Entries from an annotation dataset
━━━━━━━━━━━━━━━━━━━━━━━━━━━━━━

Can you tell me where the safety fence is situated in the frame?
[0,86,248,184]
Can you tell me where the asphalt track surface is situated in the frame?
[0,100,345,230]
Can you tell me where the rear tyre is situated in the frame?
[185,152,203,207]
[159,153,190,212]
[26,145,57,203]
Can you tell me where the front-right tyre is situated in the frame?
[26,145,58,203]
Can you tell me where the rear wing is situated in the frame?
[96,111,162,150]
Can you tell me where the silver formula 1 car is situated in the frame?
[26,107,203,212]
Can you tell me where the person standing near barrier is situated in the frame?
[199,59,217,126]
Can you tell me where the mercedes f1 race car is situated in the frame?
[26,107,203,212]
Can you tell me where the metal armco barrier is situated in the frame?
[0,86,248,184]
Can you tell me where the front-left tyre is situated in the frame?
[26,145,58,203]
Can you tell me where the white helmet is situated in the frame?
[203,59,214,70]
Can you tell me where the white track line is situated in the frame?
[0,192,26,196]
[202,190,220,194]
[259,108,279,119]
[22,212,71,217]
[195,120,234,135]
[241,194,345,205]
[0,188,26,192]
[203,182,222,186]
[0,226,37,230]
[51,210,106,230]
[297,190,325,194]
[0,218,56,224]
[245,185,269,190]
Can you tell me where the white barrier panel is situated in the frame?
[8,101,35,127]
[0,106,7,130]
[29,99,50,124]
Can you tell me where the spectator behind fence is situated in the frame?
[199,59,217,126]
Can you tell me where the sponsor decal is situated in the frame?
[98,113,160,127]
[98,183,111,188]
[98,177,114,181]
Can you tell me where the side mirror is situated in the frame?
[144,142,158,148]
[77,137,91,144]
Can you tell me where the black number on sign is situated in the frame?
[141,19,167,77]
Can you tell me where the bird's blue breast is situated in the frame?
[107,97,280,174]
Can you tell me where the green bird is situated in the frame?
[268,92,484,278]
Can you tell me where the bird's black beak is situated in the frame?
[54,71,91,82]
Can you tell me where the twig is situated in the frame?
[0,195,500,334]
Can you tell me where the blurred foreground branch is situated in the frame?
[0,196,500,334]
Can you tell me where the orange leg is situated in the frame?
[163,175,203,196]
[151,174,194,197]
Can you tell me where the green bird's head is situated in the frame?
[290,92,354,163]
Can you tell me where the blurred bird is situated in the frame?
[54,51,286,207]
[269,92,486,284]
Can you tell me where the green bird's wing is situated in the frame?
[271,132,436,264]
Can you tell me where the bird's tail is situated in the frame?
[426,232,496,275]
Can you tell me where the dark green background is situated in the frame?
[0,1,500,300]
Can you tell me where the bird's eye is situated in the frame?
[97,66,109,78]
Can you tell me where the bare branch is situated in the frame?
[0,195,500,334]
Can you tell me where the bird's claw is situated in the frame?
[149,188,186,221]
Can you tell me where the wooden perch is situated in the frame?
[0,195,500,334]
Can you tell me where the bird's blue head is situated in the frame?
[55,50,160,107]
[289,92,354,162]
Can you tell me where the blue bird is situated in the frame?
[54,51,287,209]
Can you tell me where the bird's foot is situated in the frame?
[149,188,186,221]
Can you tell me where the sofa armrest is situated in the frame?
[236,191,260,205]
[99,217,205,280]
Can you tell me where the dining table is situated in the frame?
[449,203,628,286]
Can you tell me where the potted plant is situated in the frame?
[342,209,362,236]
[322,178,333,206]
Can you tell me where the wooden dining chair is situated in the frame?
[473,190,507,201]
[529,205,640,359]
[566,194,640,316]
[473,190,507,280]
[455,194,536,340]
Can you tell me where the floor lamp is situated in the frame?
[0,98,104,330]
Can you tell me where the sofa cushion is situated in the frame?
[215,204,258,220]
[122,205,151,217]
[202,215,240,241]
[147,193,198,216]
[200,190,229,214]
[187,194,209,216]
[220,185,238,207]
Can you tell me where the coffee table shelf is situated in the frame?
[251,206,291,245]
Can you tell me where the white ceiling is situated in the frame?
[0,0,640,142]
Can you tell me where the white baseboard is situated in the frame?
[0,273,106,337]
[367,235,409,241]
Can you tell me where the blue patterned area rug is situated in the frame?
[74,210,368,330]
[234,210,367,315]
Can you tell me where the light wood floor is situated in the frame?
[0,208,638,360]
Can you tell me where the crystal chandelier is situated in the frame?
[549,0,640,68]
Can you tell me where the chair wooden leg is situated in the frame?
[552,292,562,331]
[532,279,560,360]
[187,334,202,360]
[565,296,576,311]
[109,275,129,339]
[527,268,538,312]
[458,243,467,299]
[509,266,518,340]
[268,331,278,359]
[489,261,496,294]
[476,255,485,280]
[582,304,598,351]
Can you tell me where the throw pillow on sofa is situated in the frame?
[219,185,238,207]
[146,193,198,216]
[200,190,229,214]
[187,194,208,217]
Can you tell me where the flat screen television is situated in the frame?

━━━━━━━━━━━━━━━━━━━━━━━━━━━━━━

» **Task goal**
Present the listing above as a Markdown table with the columns Row and Entry, numbering each non-blank line in order.

» **Full answer**
| Row | Entry |
|---|---|
| 1 | Can you tell me where the safety fence is situated in the frame? |
| 2 | [0,86,248,184] |
| 3 | Can you tell me where the asphalt track surface is situated in the frame? |
| 4 | [0,100,345,230] |
| 5 | Can you tell me where the rear tyre is situated in the frame? |
| 6 | [185,152,203,207] |
| 7 | [159,153,190,212] |
| 8 | [26,145,57,203] |
| 9 | Can you tell me where the front-right tyre is situated in the frame? |
| 10 | [26,145,58,203] |
| 11 | Can you tell me where the rear wing is situated in the frame? |
| 12 | [96,111,162,150] |
| 13 | Can you tell me where the silver formula 1 car is situated in the frame? |
| 14 | [26,107,203,212] |
| 15 | Can you tell me where the person standing near barrier is situated in the frame? |
| 16 | [199,59,217,126] |
| 17 | Can you tell me where the mercedes f1 race car is situated in the frame? |
| 18 | [26,107,203,212] |
| 19 | Can you tell me where the metal armco barrier is situated in the frame? |
| 20 | [0,86,248,184] |
| 21 | Can you tell me where the front-left tyre is situated in the frame? |
| 22 | [26,145,58,203] |
| 23 | Can you tell me where the white helmet is situated in the frame? |
| 24 | [203,59,214,70] |
| 25 | Can you tell me where the white track line is situated in the frame? |
| 26 | [0,192,26,196] |
| 27 | [202,190,220,194] |
| 28 | [259,108,279,119] |
| 29 | [22,212,71,217] |
| 30 | [195,120,234,135] |
| 31 | [241,194,345,205] |
| 32 | [0,188,26,192] |
| 33 | [203,182,222,186] |
| 34 | [0,226,37,230] |
| 35 | [51,210,106,230] |
| 36 | [297,190,325,194] |
| 37 | [0,218,56,224] |
| 38 | [245,185,269,190] |
| 39 | Can you tell me where the white barrier panel is situated in the frame? |
| 40 | [8,101,35,127] |
| 41 | [0,106,7,130] |
| 42 | [29,99,50,124] |
| 43 | Can you tell me where the spectator behind fence is situated in the frame? |
| 44 | [199,59,217,126] |
| 45 | Can you tell me where the sponsor decal is situated in the frame? |
| 46 | [98,113,160,127] |
| 47 | [98,183,111,188] |
| 48 | [98,177,114,181] |
| 49 | Can you tell me where the side mirror is situated in the frame? |
| 50 | [144,142,158,148] |
| 51 | [77,137,91,144] |
| 52 | Can you tell me where the black number on sign is situated in the frame? |
| 53 | [141,19,167,77] |
| 54 | Can you tell me where the bird's blue breast is situated in the frame? |
| 55 | [107,97,280,174] |
| 56 | Can you tell me where the green bird is situated in the frame? |
| 57 | [268,92,484,278] |
| 58 | Can you tell me where the bird's black beak is situated in the frame? |
| 59 | [54,71,91,82] |
| 60 | Can you tell me where the twig is situated in the frame? |
| 61 | [0,195,500,334] |
| 62 | Can you tell me where the blurred foreground branch is situated in the frame? |
| 63 | [0,196,500,334] |
| 64 | Can you tell me where the orange leg is situated in the frame? |
| 65 | [163,175,203,196] |
| 66 | [151,174,194,197] |
| 67 | Can you tell me where the green bird's head is situated in the frame? |
| 68 | [290,92,354,163] |
| 69 | Can you tell me where the blurred bird is situated in the frame? |
| 70 | [54,51,286,207] |
| 71 | [269,92,486,284] |
| 72 | Can you tell me where the green bird's wing is situated in the frame? |
| 73 | [271,132,436,264] |
| 74 | Can you tell me where the bird's tail is situated in the frame? |
| 75 | [426,232,496,275] |
| 76 | Can you tell me where the dark green background is situated in the frame? |
| 77 | [0,1,500,300] |
| 78 | Can you tell me where the bird's eye is situated in the frame? |
| 79 | [97,66,109,78] |
| 80 | Can you tell me where the bare branch is situated in the frame? |
| 81 | [0,195,500,334] |
| 82 | Can you tell me where the bird's claw is situated in the frame? |
| 83 | [149,188,186,221] |
| 84 | Can you tell me where the wooden perch is situated in the frame? |
| 85 | [0,195,500,334] |
| 86 | Can you tell me where the bird's blue head is situated in the frame? |
| 87 | [55,50,160,107] |
| 88 | [289,92,354,162] |
| 89 | Can you tell me where the blue bird is situated in the frame? |
| 90 | [54,51,287,209] |
| 91 | Can you tell me where the bird's foot is situated in the frame? |
| 92 | [149,188,186,221] |
| 93 | Can you tell me where the sofa armrest is situated in the frame? |
| 94 | [236,191,260,205] |
| 95 | [99,217,205,280] |
| 96 | Can you tell me where the dining table is situated in the frame? |
| 97 | [449,203,628,286] |
| 98 | Can you tell me where the potted plant is situated in the frame? |
| 99 | [342,209,362,236] |
| 100 | [322,178,333,206] |
| 101 | Can you tell me where the wooden dining chair is situated in the frame? |
| 102 | [473,190,507,201] |
| 103 | [529,205,640,359] |
| 104 | [566,194,640,316] |
| 105 | [473,190,507,280] |
| 106 | [455,194,536,340] |
| 107 | Can you tell me where the floor lamp is situated in the frame? |
| 108 | [0,98,104,330] |
| 109 | Can you tell me where the sofa cushion is situated in the frame? |
| 110 | [215,204,258,220] |
| 111 | [122,205,151,217] |
| 112 | [202,215,240,241] |
| 113 | [147,193,198,216] |
| 114 | [200,190,229,214] |
| 115 | [187,194,209,216] |
| 116 | [220,185,238,207] |
| 117 | Can you tell me where the coffee table shelf is situated in the frame? |
| 118 | [251,206,291,245] |
| 119 | Can you tell me where the white ceiling is situated in the frame? |
| 120 | [0,0,640,142] |
| 121 | Can you tell me where the white baseboard is situated in the frame? |
| 122 | [0,273,106,337] |
| 123 | [367,235,409,241] |
| 124 | Can you tell me where the blue patterned area rug is situated in the frame? |
| 125 | [74,210,368,330] |
| 126 | [234,210,367,315] |
| 127 | Can you tell me where the light wood floor is situated in the frame? |
| 128 | [0,208,638,360] |
| 129 | Can you tell me where the crystal chandelier is situated in the frame? |
| 130 | [549,0,640,68] |
| 131 | Can you tell me where the chair wooden leg is situated in the frame? |
| 132 | [552,292,562,331] |
| 133 | [532,279,560,360] |
| 134 | [187,334,202,360] |
| 135 | [565,296,576,311] |
| 136 | [109,275,129,339] |
| 137 | [527,268,538,312] |
| 138 | [458,243,467,299] |
| 139 | [509,266,518,340] |
| 140 | [268,331,278,359] |
| 141 | [489,261,496,294] |
| 142 | [476,255,485,280] |
| 143 | [582,304,598,351] |
| 144 | Can you tell me where the throw pillow on sofa is situated in the frame? |
| 145 | [219,185,238,207] |
| 146 | [146,193,198,216] |
| 147 | [200,190,229,214] |
| 148 | [187,194,208,217] |
| 149 | Can you tell me where the flat screen television is situated in the frame? |